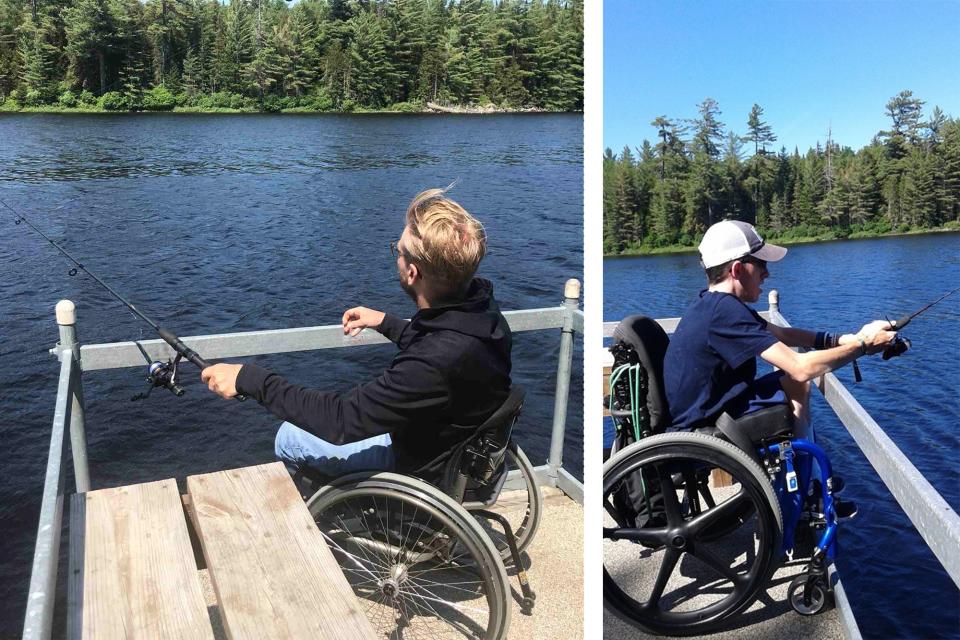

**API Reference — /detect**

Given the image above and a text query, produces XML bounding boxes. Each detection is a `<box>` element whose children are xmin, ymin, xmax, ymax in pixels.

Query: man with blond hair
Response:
<box><xmin>201</xmin><ymin>189</ymin><xmax>511</xmax><ymax>476</ymax></box>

____________________

Brief:
Render the listing as a numbered list with one line per item, skipping blank lines and leaving out the picture.

Solution for this task:
1. **API Reference — /detect**
2. Given the image above and a text query, produces XML bounding boxes. Each detection is a `<box>` element whose children are xmin, ymin, xmax, ymax in pixels.
3. Query: man with blond hair
4. Response:
5. <box><xmin>201</xmin><ymin>189</ymin><xmax>511</xmax><ymax>476</ymax></box>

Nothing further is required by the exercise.